Teks Sumber
===

Pertumbuhan perkebunan kelapa sawit telah mengakibatkan hilangnya keanekaragaman hayati secara signifikan. Beberapa isu yang menonjol termasuk degradasi habitat orangutan dan harimau, serta dampak buruk terhadap populasi ular dan burung. Perluasan perkebunan kelapa sawit juga mengaburkan hak dan otoritas lokal yang dimiliki oleh masyarakat adat. Hal ini berdampak pada perubahan peran masyarakat adat beserta hak-haknya yang kini semakin tergerus.
Kelapa sawit merupakan salah satu komoditas penting dalam perekonomian Indonesia. Presiden Joko Widodo telah menetapkan kelapa sawit sebagai “emas hijau” karena nilai ekonomi strategisnya yang signifikan. Komoditas ini memiliki daya saing yang unggul jika dibandingkan dengan komoditas lain di sektor pertanian. Pada akhir tahun 2022, nilai ekspor komoditas ini diperkirakan akan mencapai 29,66 miliar dolar AS, yang mengindikasikan pertumbuhan yang cukup besar dibandingkan dengan angka yang tercatat pada tahun 2020 (Lihat di bawah). Namun, ekspansi besar-besaran kelapa sawit juga telah menyebabkan kerugian yang signifikan, terutama terhadap lingkungan dan juga mengurangi kekayaan alam Indonesia. Konflik antara masyarakat yang tinggal di sekitar area perkebunan dengan hewan liar juga meningkat dengan dibukanya perkebunan kelapa sawit baru.

===

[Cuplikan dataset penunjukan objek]
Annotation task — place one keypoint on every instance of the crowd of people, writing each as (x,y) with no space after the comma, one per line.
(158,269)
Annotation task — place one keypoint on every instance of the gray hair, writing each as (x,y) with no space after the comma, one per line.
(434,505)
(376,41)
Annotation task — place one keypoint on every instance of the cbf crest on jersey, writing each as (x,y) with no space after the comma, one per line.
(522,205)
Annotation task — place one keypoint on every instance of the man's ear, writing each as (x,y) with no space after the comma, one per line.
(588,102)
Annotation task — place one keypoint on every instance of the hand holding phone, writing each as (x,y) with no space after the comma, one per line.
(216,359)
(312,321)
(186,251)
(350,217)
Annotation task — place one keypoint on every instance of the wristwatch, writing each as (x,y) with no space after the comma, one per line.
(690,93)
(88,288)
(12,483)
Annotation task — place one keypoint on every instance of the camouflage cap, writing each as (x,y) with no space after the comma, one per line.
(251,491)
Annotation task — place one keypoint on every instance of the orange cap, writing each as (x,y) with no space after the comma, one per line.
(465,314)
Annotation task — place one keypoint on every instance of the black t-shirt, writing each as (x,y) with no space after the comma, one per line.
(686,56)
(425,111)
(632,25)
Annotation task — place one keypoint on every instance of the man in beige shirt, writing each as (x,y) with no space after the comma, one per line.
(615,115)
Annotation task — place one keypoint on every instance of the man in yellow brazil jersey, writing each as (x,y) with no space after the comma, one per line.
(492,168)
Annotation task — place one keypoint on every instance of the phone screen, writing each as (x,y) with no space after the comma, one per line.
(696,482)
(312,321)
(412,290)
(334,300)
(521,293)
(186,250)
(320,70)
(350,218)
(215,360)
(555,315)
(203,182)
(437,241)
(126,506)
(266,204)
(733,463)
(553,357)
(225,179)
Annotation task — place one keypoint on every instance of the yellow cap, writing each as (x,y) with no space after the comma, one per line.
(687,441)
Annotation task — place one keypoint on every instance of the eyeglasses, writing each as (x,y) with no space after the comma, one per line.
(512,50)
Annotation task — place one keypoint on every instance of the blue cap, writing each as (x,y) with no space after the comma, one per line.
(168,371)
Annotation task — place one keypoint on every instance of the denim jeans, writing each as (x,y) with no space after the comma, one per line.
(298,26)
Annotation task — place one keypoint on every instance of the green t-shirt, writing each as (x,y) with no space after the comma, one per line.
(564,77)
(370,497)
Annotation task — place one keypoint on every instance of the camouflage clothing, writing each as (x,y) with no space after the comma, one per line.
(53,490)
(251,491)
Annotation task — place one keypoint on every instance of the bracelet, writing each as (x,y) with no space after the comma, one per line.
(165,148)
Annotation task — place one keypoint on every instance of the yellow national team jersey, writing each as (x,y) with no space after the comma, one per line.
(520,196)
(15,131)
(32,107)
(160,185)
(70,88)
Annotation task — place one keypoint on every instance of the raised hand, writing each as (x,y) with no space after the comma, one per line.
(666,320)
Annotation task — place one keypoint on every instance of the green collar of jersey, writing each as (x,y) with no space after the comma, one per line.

===

Petunjuk
a) Ubahlah paragraf dalam teks sumber yang diawali “Kelapa sawit merupakan salah satu komoditas penting” menjadi daftar poin singkat yang tetap memuat fakta utamanya.
b) Jawablah pertanyaan berikut berdasarkan teks sumber.
(i) Habitat hewan apa saja yang disebut mengalami degradasi akibat pertumbuhan perkebunan kelapa sawit?
(ii) Julukan apa yang diberikan Presiden Joko Widodo kepada kelapa sawit?
(iii) Berapa perkiraan nilai ekspor kelapa sawit pada akhir tahun 2022?

Jawaban Tiap Soal
a)
- Kelapa sawit adalah salah satu komoditas penting dalam perekonomian Indonesia.
- Presiden Joko Widodo menetapkannya sebagai “emas hijau” karena nilai ekonomi strategisnya yang signifikan.
- Daya saingnya unggul dibandingkan komoditas lain di sektor pertanian.
- Nilai ekspornya pada akhir tahun 2022 diperkirakan mencapai 29,66 miliar dolar AS. Angka ini menunjukkan pertumbuhan yang cukup besar dibandingkan angka tahun 2020.
- Ekspansi besar-besaran kelapa sawit menimbulkan kerugian signifikan, terutama terhadap lingkungan, dan mengurangi kekayaan alam Indonesia.
- Pembukaan perkebunan baru meningkatkan konflik antara masyarakat di sekitar perkebunan dan hewan liar.

b)
(i) Habitat orangutan dan harimau.
(ii) “Emas hijau”.
(iii) 29,66 miliar dolar AS.